### Exercise objective:
Collect every line in the records below that contains the word "point", and copy each one unchanged.

### Exercise data:
^^^^^^^^
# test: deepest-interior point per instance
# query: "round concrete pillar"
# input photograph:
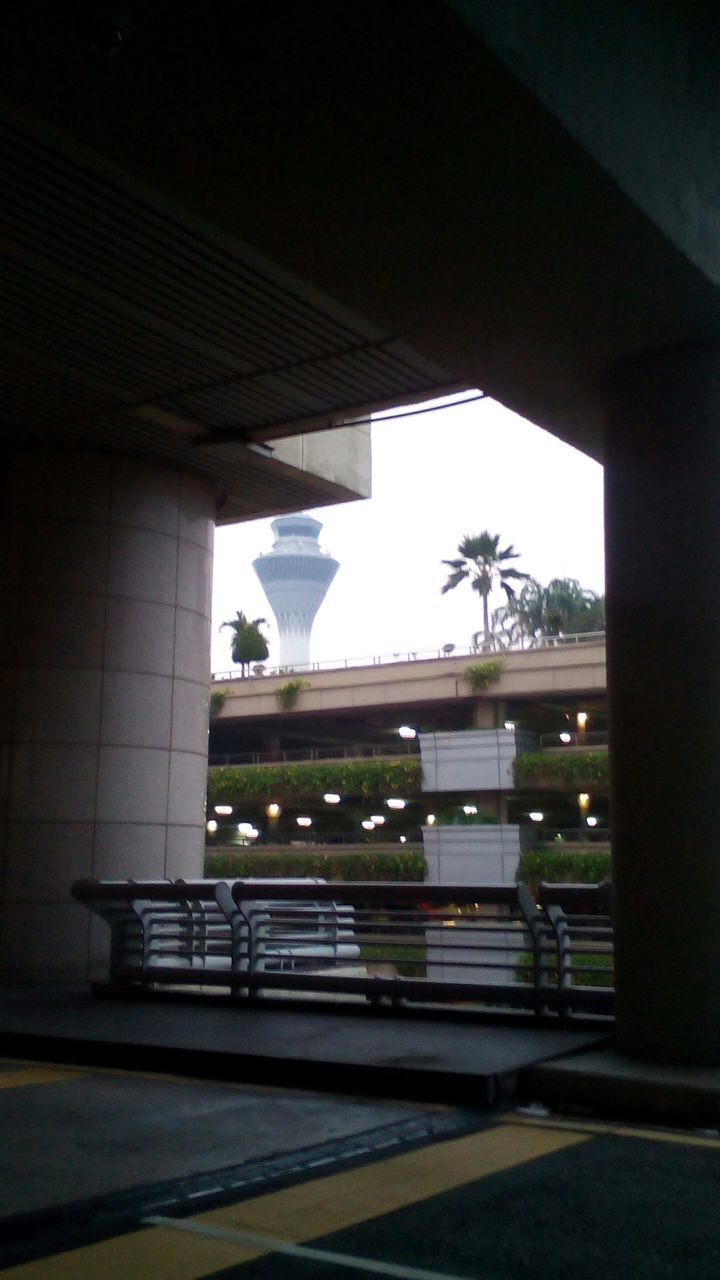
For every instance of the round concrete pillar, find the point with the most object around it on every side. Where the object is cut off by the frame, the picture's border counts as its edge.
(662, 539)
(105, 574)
^^^^^^^^
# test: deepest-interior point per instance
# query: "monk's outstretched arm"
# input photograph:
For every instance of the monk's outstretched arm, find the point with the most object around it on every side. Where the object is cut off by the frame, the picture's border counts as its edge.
^^^^^^^^
### Output below:
# test: deepest-interior point per instance
For every instance of the round concrete pillar, find the point with the most object around it on every side. Where the object is cut off by the frame, the picture's border counts as its edge.
# test: deepest-interior point per instance
For every instance of the monk's outstretched arm, find the point with the most object around it on every side. Where the object is cut off by the frame, the picture's border counts as its edge.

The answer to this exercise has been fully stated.